> _SCHRIFTELIJKE OPDRACHT A_
Welk gunningscriterium wordt volgens de leestekst hieronder ook wel aangeraden voor een aanbesteding door gemeenten?

> _LEESTEKST_
---------------
Overige aandachtspunten

Om te voorkomen dat gemeenten in een situatie zoals hierboven beschreven terechtkomen, wordt aangeraden om beleidskeuzes niet zodanig te formuleren dat “werken” in de zin van de Richtlijn 2014/24 door één bepaalde eigenaar moeten worden aangelegd. Mogelijkheden om nog te kunnen kiezen en dus een succesvolle aanbesteding te organiseren zouden integraal onderdeel moeten zijn van het ruimtelijk- en locatiebeleid van gemeenten. Gemeenten kunnen bijvoorbeeld alternatieve locaties in de plan- en besluitvorming open houden. Daarnaast wordt ook wel aangeraden om bij een aanbesteding het gunningscriterium ‘economisch meest voordelige inschrijving’ te gebruiken. Dit criterium biedt mogelijkheden om meer locaties onafhankelijk aan te besteden. Niet de locatie wordt dan omschreven, maar er volgt een omschrijving aan wat voor eisen de locatie moet voldoen (als een aanvullende voorwaarde).
---------------
> _GEGEVENS_
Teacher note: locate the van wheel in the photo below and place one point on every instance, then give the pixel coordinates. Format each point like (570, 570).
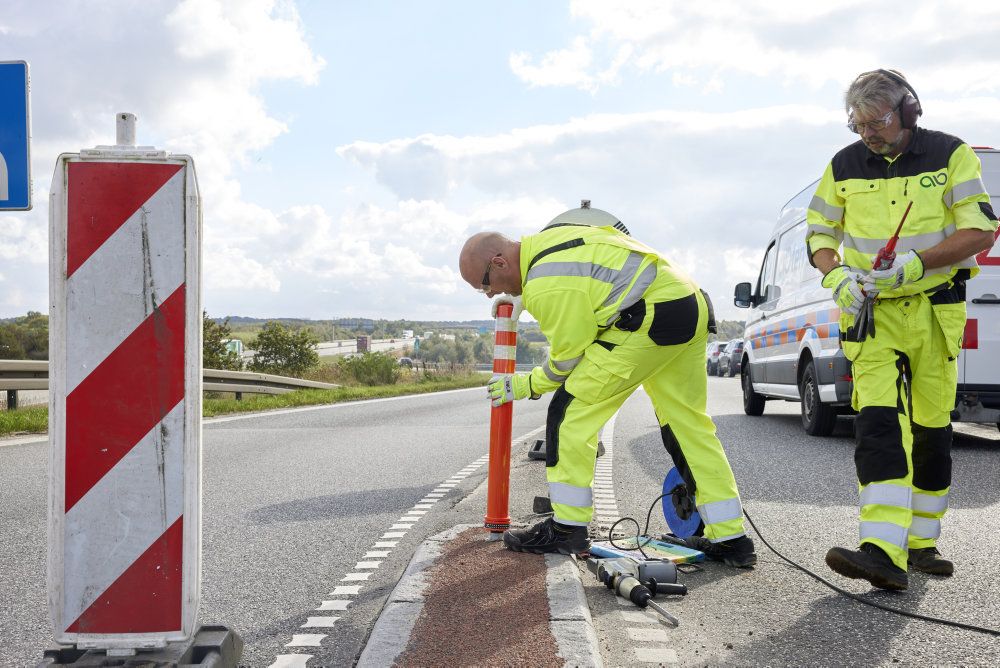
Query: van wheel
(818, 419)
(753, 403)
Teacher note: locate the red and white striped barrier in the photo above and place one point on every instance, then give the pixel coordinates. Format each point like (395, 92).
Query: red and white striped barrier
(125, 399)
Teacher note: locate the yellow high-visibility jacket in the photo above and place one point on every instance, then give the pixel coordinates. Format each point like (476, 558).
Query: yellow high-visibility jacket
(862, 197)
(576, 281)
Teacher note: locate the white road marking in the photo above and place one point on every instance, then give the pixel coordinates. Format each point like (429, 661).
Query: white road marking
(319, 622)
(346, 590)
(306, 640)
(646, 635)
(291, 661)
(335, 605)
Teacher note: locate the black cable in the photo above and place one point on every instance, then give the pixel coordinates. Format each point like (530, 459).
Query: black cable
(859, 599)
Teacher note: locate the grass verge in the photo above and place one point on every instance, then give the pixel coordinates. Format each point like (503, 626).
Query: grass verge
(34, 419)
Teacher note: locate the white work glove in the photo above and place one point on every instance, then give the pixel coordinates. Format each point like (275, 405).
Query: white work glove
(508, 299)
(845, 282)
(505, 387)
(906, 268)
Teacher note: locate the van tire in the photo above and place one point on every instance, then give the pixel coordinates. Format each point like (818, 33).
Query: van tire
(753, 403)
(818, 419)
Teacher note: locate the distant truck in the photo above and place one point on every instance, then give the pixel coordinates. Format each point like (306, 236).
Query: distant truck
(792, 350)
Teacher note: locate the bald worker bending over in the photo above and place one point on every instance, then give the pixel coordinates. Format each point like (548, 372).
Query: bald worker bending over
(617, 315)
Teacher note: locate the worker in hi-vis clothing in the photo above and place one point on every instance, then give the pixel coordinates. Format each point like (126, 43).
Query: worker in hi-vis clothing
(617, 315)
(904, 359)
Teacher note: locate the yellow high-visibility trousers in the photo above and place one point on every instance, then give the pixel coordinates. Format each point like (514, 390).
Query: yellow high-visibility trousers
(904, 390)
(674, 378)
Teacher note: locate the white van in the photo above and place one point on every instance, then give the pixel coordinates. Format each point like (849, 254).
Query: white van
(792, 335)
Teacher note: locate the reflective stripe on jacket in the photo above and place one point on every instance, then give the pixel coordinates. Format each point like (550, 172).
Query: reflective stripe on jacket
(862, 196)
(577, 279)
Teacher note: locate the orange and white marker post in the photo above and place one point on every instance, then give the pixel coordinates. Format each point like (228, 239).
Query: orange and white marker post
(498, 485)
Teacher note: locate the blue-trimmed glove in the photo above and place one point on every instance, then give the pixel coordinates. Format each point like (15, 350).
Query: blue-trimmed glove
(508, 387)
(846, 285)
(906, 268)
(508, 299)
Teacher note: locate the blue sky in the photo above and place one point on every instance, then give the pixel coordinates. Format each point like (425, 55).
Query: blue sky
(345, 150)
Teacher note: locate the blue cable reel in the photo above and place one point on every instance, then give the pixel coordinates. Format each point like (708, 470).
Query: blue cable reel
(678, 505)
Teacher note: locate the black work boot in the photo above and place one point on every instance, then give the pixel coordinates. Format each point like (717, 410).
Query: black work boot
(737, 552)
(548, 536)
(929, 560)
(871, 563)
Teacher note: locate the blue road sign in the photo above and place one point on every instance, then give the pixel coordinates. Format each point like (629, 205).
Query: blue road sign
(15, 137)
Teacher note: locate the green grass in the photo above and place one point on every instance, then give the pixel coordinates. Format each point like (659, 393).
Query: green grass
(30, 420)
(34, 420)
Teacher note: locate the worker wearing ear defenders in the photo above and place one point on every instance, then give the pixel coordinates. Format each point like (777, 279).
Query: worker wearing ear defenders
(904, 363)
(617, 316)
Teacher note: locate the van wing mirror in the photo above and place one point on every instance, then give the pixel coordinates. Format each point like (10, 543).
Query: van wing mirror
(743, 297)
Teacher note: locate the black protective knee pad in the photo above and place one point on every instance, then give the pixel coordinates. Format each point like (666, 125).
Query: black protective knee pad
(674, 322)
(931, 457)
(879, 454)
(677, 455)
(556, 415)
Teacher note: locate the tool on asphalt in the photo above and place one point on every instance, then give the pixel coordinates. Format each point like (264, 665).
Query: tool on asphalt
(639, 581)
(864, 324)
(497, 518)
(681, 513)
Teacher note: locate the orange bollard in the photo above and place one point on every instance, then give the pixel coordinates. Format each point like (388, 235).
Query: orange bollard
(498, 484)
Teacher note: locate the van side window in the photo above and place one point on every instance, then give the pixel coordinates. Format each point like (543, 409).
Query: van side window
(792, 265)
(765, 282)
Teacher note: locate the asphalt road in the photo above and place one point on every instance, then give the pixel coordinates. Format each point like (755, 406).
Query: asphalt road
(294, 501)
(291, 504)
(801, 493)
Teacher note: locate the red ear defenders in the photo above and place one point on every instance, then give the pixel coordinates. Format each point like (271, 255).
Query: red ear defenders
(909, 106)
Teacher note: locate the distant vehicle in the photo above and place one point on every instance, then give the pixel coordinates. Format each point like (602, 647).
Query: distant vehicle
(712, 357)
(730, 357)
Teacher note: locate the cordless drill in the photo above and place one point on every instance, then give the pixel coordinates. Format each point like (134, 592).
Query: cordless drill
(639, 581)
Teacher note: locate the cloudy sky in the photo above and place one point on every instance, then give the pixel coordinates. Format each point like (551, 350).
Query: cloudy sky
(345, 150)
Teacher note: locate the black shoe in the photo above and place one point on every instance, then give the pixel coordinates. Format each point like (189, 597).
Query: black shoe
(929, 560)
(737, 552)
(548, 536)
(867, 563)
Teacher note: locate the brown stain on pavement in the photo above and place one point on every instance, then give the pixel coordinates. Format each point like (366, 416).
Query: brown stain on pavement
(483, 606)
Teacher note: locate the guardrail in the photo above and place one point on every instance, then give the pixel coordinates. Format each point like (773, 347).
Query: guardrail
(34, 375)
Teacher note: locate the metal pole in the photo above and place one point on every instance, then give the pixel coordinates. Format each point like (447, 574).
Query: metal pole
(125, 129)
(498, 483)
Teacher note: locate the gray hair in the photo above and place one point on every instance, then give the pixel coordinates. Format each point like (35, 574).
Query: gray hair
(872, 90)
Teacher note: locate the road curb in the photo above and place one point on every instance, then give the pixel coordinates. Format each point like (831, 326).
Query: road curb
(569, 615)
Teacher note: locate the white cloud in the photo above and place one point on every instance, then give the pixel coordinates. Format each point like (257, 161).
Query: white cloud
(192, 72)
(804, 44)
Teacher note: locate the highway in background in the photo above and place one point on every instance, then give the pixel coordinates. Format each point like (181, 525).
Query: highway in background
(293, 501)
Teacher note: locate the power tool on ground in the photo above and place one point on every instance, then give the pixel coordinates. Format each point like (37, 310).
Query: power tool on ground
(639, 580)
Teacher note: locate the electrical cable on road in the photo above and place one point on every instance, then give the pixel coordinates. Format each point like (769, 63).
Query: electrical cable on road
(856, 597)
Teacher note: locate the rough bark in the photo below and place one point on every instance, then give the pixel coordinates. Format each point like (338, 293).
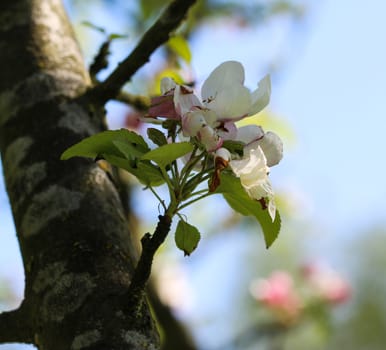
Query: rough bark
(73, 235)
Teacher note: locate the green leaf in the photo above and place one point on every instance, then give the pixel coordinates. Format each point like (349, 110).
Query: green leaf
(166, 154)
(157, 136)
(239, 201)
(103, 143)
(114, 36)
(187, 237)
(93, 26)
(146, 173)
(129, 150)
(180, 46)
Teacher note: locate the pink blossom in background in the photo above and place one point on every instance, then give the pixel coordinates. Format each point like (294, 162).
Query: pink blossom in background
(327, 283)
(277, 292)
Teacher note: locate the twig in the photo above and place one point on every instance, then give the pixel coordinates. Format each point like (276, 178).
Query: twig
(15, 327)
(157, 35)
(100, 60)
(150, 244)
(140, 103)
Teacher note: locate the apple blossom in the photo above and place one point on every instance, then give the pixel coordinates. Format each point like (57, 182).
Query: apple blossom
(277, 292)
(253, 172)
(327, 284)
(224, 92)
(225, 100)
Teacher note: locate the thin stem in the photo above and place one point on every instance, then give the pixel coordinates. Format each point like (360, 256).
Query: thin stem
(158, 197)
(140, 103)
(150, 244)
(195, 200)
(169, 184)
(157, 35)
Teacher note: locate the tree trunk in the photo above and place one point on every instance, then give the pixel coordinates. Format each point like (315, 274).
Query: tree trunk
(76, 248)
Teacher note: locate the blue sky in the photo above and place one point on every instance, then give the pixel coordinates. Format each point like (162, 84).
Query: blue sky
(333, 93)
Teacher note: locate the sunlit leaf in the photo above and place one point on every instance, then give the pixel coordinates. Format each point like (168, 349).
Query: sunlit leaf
---------------
> _SCHRIFTELIJKE OPDRACHT B_
Bepaal in hoeveel regels van de lijst hierboven het woord "reflective" voorkomt, waarbij hoofdletters en kleine letters verschil maken. Geef alleen het aantal.

> _JUISTE UITVOER A_
Het gunningscriterium ‘economisch meest voordelige inschrijving’.

> _JUISTE UITVOER B_
2